Convert every line of the material below into a numbered list, omitting blank lines.
"""
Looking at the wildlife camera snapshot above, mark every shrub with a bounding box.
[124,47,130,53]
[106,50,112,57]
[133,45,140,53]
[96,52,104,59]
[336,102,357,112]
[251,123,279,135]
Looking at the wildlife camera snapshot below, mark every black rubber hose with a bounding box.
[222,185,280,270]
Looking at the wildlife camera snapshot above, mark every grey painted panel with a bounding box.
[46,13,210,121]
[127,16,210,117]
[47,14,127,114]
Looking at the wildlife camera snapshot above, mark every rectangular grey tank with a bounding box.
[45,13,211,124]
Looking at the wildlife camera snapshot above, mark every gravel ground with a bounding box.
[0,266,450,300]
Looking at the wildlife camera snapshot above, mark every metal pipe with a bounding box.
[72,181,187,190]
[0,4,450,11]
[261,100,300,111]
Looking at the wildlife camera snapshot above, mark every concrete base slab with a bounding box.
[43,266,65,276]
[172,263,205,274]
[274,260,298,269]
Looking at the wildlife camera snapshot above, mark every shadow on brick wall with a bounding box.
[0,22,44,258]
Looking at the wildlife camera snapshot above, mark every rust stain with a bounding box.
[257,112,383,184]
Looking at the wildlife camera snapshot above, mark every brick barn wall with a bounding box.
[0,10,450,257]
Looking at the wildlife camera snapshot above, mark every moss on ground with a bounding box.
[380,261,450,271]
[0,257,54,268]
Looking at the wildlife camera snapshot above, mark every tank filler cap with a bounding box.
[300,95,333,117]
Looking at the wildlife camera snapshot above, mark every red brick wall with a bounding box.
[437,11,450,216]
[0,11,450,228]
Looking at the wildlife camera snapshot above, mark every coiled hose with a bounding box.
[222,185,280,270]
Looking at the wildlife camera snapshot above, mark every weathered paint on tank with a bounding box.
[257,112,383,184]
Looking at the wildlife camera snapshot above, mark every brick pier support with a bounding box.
"""
→ **THE SOLUTION**
1. Looking at the wildlife camera snapshot above, mark every shrub with a bounding box.
2. [124,47,130,53]
3. [106,50,112,57]
4. [133,45,140,53]
5. [96,52,104,59]
6. [336,102,357,112]
7. [251,123,279,135]
8. Looking at the wildlife camera snapshot below, mark every black rubber hose with a bounding box.
9. [222,185,280,270]
10. Looking at the wildlife camera snapshot above, mark every grey painted panel with a bounding box.
11. [46,13,210,121]
12. [127,16,210,117]
13. [47,14,127,114]
14. Looking at the wildlife camera snapshot above, mark every rectangular grey tank with a bounding box.
15. [45,13,211,124]
16. Looking at the wildlife camera snapshot above, mark every gravel ground with a bounding box.
17. [0,266,450,300]
18. Looking at the wildlife camera snapshot above, mark every metal pipe with a bounding box.
19. [72,181,187,190]
20. [0,4,450,11]
21. [261,100,300,111]
22. Looking at the wildlife camera snapshot above, mark every concrete base slab with a bounding box.
23. [43,266,65,276]
24. [172,263,205,274]
25. [274,260,298,269]
26. Looking at the wildlife camera snapshot above, mark every shadow on brick wall with a bounding box.
27. [0,22,44,258]
28. Looking at the wildlife camera snapshot above, mark every rust stain with a bounding box.
29. [257,112,383,184]
30. Looking at the wildlife camera snapshot above, mark every brick barn wall with a bounding box.
31. [0,10,450,257]
32. Looking at the wildlife camera snapshot above, mark every moss on ground with a bounding box.
33. [380,261,450,271]
34. [0,257,54,268]
35. Looking at the wildlife camera snapshot above, mark every tank filler cap with a bounding box.
36. [300,95,333,117]
37. Looking at the wildlife camera snapshot above, mark every red brick wall with a bounding box.
38. [437,11,450,216]
39. [0,11,450,228]
40. Looking at the wildlife camera snapshot above, mark every coiled hose with a bounding box.
41. [222,185,280,270]
42. Looking at the wildlife camera snapshot above, mark every weathered paint on tank with a bounding box.
43. [257,112,383,184]
44. Looking at the wildlife camera snapshot above, mark every brick pier support with a bounding box.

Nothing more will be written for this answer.